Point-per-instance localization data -
*** Begin section ***
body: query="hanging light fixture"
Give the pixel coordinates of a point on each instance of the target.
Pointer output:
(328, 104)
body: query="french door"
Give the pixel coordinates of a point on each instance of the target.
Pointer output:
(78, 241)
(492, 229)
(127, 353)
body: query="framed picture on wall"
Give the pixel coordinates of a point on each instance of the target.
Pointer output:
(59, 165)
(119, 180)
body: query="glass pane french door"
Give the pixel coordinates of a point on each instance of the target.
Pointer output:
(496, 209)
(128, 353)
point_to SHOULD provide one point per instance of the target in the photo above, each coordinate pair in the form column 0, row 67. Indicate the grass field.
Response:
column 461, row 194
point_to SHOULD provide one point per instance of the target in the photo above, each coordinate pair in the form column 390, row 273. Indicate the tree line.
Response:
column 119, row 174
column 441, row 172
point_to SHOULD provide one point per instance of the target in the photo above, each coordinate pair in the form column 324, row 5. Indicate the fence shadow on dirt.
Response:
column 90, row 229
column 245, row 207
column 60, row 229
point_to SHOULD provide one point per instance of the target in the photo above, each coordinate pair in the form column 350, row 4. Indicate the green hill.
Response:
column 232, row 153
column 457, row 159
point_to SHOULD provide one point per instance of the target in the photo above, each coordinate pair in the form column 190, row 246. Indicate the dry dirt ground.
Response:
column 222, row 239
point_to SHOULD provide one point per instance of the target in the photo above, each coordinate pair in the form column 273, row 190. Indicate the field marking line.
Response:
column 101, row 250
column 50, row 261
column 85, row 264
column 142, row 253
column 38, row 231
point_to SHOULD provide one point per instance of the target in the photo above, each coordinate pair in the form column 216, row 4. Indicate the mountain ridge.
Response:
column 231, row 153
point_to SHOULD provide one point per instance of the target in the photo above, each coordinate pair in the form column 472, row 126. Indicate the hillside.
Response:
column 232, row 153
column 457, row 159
*** End section ***
Work required - In this exercise, repeat all entries exactly.

Task answer -
body: query="hanging light fixture"
Give the pixel coordinates of a point on each instance of the target.
Pointer output:
(328, 104)
body: query="french door"
Give the pixel coordinates of a point on each instance of the target.
Pointer output:
(78, 241)
(492, 229)
(127, 353)
body: query="framed picture on wall"
Give the pixel coordinates of a point on each instance of the target.
Pointer output:
(59, 165)
(119, 180)
body: query="glass pane french door"
Give the pixel coordinates of a point on each instance of the target.
Pointer output:
(496, 209)
(128, 353)
point_to SHOULD provide one point per instance of the target in the photo above, each coordinate pair in the form column 0, row 67. Indicate the grass field.
Response:
column 461, row 194
point_to SHOULD provide one point per instance of the target in the photo above, each coordinate pair in the form column 390, row 273. Indicate the tree line.
Response:
column 119, row 174
column 441, row 172
point_to SHOULD provide one point per instance of the target in the photo above, each coordinate pair in the form column 324, row 5. Indicate the fence shadow on dirt.
Response:
column 90, row 229
column 245, row 207
column 60, row 229
point_to SHOULD provide one point per instance of the target in the photo above, each coordinate pair in the form column 350, row 4. Indicate the green hill.
Response:
column 232, row 153
column 457, row 159
point_to SHOULD provide one point per instance of the target in the photo above, each coordinate pair in the form column 190, row 246. Indicate the dry dirt ground.
Response:
column 222, row 239
point_to SHOULD provide one point per instance of the target in the photo above, each coordinate pair in the form column 273, row 190. Indicate the field marking line.
Response:
column 101, row 250
column 50, row 261
column 85, row 264
column 142, row 253
column 38, row 231
point_to SHOULD provide one point per instance of the target in the photo above, each coordinate pair in the form column 216, row 4. Indicate the mountain ridge.
Response:
column 231, row 153
point_to SHOULD provide one point per instance of the target in the photo above, each coordinate pair in the form column 472, row 126. Indicate the hillside.
Response:
column 232, row 153
column 457, row 159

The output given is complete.